Short task>
Rewrite the rows below, replacing "hillside" with "slope" and keeping everything else unchanged. Leave the pictures out of your answer.

BEGIN Records for this exercise

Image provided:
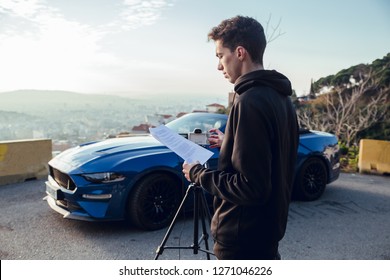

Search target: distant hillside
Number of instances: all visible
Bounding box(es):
[0,90,143,115]
[313,53,390,92]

END Records for this exercise

Solution below>
Image provided:

Search target: distant slope
Number of instances: all visible
Bounding box(es):
[0,90,143,115]
[313,53,390,92]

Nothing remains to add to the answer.